List every line of the records below that contains the word "exterior", copying each such line in full.
>> start Data for the task
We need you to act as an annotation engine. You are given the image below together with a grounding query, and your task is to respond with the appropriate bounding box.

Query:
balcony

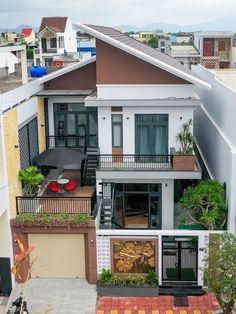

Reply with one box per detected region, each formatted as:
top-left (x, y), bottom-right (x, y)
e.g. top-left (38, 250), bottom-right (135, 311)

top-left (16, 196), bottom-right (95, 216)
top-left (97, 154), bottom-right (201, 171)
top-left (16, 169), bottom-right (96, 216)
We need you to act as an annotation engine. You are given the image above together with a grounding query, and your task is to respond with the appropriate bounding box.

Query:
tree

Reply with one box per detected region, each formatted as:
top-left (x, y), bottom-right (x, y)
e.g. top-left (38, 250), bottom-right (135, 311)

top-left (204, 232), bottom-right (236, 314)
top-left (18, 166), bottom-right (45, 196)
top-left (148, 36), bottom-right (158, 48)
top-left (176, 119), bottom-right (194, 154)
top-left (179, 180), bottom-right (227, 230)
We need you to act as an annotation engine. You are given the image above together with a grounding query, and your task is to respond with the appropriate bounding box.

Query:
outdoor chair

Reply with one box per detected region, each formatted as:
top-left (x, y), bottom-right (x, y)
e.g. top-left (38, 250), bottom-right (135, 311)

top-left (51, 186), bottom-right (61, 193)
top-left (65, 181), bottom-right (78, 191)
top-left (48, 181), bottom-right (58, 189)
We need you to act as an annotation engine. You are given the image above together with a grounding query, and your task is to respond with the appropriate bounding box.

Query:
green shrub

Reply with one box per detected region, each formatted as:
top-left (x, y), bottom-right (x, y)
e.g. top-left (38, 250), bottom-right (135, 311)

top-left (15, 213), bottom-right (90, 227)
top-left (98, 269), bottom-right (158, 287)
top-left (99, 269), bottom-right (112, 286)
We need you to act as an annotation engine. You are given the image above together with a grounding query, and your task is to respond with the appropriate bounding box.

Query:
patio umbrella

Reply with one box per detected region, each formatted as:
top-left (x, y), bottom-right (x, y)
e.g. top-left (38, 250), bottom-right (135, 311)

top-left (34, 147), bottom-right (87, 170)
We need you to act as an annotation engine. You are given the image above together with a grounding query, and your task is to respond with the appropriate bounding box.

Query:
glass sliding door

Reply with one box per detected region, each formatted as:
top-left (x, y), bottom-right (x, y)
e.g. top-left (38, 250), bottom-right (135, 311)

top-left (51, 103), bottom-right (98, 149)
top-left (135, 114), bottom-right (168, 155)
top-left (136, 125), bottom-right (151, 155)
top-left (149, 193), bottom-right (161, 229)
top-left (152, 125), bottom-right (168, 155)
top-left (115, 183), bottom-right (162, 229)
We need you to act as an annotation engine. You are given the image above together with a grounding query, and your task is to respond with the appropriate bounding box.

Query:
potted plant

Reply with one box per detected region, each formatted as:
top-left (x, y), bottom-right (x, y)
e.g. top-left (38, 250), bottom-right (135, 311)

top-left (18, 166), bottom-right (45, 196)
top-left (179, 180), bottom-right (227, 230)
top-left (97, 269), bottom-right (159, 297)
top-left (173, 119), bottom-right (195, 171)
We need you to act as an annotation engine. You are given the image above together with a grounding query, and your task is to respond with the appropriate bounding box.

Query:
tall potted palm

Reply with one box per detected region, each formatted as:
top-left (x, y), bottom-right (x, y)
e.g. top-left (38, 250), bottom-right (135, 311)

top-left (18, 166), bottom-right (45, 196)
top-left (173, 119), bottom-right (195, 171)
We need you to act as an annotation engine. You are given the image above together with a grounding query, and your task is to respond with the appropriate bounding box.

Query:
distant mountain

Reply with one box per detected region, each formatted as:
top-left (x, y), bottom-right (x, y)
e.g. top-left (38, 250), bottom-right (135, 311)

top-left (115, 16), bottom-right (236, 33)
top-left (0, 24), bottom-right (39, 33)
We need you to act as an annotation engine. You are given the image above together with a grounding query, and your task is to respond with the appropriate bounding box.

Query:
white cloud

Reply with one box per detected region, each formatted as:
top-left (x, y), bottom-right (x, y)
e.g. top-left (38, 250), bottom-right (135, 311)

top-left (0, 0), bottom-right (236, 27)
>> end Data for the task
>> start Data for the task
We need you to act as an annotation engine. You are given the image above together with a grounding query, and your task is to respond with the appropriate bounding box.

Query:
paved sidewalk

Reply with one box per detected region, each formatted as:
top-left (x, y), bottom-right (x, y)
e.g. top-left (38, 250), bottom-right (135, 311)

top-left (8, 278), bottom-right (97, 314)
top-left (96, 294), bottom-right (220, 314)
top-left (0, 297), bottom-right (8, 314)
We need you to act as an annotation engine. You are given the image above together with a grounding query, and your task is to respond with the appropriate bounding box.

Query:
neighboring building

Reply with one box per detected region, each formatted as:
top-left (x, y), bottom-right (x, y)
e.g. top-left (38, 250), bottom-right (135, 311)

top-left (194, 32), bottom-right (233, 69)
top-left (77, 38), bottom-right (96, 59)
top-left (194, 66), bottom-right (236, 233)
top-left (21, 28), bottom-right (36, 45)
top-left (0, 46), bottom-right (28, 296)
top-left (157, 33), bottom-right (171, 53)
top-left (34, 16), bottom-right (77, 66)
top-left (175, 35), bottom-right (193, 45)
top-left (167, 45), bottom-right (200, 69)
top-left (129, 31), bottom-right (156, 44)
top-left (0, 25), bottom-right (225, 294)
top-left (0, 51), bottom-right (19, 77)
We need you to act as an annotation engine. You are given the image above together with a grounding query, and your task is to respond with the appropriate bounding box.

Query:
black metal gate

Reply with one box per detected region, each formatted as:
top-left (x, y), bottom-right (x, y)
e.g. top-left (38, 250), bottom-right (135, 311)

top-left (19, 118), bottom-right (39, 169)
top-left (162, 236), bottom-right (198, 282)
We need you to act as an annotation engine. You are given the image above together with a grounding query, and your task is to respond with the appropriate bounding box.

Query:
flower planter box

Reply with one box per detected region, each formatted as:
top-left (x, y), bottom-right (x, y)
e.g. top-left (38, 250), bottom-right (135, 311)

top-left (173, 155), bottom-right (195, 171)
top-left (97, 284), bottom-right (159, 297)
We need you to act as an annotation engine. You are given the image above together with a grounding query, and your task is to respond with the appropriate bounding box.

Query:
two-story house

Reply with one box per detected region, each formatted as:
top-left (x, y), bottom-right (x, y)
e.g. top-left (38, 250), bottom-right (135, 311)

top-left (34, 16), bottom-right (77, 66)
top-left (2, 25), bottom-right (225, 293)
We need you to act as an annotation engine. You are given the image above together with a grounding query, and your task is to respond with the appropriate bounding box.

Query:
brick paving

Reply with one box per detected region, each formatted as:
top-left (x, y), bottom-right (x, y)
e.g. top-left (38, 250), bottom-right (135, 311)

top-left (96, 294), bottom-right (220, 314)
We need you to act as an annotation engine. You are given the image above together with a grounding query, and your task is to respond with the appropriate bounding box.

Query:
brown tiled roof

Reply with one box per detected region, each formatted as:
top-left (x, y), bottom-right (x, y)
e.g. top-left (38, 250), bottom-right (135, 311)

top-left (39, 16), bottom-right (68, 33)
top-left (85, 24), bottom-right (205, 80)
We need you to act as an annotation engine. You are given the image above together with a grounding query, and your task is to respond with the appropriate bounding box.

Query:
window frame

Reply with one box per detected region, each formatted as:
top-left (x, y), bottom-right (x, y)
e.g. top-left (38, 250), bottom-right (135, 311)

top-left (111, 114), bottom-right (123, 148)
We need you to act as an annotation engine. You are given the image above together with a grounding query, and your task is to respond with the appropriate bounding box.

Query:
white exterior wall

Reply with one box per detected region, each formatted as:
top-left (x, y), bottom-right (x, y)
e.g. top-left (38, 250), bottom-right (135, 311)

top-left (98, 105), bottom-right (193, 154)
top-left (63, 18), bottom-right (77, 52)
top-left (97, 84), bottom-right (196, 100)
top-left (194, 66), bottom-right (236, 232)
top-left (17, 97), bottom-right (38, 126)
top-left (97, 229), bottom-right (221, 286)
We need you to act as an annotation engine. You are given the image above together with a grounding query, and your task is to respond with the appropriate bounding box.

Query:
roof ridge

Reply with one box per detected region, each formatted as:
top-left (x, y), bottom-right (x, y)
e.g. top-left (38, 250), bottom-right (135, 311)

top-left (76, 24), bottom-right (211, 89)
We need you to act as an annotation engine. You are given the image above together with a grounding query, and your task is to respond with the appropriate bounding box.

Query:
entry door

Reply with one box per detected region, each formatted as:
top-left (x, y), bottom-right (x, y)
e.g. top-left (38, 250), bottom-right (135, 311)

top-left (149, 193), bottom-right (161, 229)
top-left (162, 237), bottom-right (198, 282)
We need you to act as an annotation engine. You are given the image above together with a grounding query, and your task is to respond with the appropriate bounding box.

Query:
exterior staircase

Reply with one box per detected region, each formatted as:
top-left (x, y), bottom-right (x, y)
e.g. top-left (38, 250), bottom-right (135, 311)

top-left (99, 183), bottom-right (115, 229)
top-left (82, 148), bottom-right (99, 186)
>> end Data for the task
>> start Data for the task
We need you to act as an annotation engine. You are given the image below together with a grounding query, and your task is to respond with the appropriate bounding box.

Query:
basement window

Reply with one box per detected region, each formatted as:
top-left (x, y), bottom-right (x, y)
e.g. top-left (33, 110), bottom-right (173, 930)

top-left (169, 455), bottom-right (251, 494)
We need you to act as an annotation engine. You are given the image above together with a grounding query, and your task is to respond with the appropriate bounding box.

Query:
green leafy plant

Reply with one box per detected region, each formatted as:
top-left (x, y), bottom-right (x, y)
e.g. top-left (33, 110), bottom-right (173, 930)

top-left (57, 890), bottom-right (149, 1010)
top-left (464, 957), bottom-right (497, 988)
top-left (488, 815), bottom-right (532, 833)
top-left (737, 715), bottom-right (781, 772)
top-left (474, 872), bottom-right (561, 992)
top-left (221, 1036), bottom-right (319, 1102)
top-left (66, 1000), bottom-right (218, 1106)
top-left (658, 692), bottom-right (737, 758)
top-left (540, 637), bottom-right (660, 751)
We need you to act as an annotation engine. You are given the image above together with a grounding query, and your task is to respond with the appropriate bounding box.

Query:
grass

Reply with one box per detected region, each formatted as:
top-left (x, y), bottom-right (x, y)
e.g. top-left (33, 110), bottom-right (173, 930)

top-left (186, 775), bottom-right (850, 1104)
>> end Data for the task
### Correct result
white exterior wall
exterior staircase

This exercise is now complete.